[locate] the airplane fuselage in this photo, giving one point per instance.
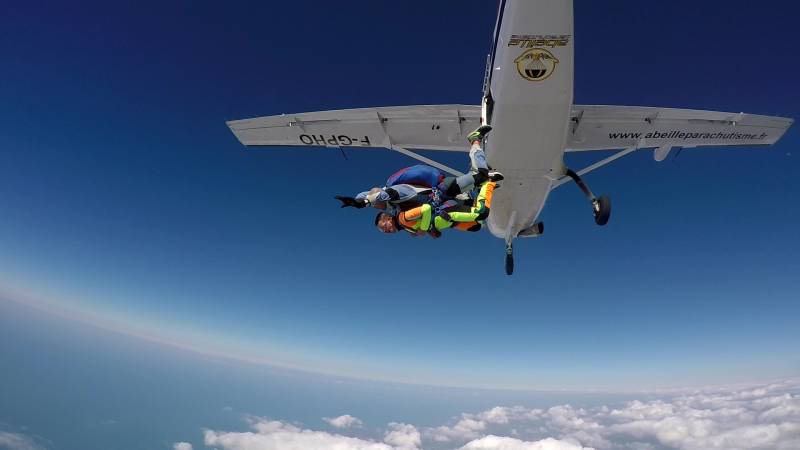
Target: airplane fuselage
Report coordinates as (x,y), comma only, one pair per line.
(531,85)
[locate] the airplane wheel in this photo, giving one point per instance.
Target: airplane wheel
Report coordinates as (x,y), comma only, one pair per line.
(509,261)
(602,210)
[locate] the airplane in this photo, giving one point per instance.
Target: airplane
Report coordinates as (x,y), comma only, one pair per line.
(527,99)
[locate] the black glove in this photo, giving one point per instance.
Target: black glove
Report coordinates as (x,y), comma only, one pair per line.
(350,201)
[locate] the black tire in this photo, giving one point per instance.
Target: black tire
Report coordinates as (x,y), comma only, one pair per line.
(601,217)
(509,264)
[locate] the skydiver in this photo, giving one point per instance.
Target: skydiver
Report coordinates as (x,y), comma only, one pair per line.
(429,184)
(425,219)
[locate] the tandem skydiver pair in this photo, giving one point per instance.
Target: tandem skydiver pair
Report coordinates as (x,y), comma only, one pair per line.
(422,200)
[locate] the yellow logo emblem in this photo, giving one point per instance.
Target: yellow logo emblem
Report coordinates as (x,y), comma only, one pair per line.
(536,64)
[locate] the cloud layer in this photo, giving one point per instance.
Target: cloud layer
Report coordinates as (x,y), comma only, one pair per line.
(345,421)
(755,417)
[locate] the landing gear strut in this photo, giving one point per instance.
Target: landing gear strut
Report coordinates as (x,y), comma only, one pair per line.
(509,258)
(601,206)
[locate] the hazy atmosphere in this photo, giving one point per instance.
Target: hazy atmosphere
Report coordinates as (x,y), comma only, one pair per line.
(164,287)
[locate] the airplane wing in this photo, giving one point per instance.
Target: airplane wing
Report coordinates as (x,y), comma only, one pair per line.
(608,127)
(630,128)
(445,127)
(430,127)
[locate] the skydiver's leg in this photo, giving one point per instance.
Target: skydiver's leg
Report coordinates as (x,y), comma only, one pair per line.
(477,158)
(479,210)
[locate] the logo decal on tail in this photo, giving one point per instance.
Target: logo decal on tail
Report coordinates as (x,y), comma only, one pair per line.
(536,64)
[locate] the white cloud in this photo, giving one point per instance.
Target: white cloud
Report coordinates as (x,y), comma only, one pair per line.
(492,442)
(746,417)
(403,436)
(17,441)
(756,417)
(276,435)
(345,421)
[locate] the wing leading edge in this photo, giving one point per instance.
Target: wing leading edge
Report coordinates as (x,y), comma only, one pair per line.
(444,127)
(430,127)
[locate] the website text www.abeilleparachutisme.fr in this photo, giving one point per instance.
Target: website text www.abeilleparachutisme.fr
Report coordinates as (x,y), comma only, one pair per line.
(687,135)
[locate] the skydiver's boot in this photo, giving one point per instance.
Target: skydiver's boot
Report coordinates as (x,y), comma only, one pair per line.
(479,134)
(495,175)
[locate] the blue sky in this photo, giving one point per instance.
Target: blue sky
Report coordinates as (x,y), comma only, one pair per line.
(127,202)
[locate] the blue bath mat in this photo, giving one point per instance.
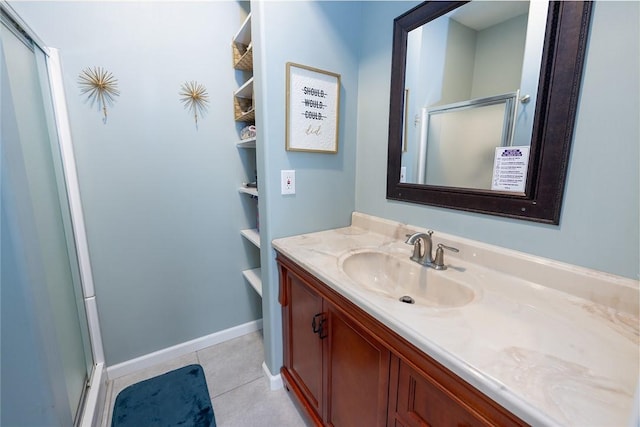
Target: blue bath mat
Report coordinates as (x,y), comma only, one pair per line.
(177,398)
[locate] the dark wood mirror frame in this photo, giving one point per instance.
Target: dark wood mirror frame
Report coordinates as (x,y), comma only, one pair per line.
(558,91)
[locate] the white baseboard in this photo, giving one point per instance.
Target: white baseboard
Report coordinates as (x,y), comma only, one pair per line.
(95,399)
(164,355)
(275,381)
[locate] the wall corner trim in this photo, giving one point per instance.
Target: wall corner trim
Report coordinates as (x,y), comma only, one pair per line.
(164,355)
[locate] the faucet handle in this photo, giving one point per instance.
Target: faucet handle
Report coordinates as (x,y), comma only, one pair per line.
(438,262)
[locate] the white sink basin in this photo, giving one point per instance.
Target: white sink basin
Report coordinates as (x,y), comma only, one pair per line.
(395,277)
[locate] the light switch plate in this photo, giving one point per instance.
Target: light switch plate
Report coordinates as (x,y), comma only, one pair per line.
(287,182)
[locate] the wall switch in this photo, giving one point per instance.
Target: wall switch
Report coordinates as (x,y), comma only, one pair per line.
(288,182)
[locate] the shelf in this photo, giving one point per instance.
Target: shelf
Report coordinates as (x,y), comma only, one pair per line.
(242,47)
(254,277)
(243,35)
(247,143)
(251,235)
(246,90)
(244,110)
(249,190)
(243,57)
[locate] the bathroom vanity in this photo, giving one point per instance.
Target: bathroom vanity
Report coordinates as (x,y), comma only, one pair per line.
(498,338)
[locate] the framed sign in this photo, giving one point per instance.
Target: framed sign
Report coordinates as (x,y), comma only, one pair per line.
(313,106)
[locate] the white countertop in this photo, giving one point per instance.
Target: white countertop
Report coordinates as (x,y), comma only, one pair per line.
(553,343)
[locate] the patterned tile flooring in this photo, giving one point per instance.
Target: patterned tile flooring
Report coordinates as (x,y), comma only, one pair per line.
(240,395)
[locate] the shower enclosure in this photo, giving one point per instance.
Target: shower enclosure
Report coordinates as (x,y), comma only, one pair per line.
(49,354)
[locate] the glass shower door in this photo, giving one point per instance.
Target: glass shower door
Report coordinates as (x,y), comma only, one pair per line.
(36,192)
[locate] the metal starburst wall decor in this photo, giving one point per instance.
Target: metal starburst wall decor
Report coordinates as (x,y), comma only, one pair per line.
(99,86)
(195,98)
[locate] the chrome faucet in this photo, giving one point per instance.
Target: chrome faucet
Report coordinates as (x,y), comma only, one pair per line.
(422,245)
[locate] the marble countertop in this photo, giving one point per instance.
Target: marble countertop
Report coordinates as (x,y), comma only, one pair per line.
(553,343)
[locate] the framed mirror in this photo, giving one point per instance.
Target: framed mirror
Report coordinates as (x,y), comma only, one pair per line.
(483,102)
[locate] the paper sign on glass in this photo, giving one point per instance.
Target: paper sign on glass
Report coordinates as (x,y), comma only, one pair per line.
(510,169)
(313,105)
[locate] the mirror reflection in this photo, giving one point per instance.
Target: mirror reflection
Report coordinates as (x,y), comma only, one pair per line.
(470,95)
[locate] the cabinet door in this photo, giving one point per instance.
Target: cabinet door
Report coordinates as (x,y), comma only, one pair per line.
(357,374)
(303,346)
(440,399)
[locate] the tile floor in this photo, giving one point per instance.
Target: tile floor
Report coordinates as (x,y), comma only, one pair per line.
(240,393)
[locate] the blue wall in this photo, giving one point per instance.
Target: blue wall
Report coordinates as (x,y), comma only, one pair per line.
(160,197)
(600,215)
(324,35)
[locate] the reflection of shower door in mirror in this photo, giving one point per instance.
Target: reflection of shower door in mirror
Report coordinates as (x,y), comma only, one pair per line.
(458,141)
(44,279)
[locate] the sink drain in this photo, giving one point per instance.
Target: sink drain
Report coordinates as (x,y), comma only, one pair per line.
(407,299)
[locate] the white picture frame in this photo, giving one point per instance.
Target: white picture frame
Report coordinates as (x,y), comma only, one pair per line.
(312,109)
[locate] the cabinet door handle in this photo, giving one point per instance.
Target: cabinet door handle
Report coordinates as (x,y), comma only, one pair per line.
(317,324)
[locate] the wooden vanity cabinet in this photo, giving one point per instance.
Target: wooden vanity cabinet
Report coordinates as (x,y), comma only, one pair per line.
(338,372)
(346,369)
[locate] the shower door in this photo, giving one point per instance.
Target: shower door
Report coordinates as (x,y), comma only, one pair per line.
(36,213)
***
- [Work to be completed] Identify every line above with the string "dark" in it. Copy those lines.

- [Exercise output]
[locate] the dark wood mirror frame in this photo, giving one point per instance.
Target: dark wood mirror frame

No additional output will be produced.